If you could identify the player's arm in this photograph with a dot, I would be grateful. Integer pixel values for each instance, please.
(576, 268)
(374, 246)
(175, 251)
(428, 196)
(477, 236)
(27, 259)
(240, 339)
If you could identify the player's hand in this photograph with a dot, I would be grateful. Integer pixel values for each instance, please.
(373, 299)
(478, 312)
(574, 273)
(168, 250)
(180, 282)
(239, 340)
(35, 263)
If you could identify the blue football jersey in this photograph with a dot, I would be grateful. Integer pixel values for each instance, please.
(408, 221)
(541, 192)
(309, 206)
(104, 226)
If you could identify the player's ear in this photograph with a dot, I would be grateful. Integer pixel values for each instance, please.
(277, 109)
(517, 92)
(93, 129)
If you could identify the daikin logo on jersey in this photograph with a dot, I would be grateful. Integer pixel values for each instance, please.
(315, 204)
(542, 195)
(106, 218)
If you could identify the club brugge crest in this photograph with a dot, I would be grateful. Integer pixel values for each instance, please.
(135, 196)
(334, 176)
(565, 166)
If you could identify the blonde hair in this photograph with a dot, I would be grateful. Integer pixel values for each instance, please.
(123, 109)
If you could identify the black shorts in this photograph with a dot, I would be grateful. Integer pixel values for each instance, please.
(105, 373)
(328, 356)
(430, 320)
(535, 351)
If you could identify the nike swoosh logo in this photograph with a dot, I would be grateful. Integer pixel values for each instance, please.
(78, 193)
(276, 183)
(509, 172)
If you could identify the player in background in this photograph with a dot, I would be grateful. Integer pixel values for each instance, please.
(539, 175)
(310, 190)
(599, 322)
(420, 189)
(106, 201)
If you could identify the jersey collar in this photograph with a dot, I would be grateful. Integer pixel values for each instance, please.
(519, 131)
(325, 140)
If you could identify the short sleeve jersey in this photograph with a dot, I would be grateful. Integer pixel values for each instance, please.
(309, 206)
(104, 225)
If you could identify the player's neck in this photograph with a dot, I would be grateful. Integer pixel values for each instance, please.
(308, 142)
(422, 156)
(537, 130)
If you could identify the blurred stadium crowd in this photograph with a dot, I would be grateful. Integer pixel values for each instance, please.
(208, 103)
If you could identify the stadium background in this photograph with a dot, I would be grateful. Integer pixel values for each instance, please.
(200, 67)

____

_WORK REQUEST_
The response should be an exact copy of the lines from the one with "If you could identify the stadium" through the end of the data, with no other text.

_SOLVED EXERCISE_
If you could identify the stadium background in this photograph with a dot, I would be grateful. Integer pixel values for each instance, please.
(200, 67)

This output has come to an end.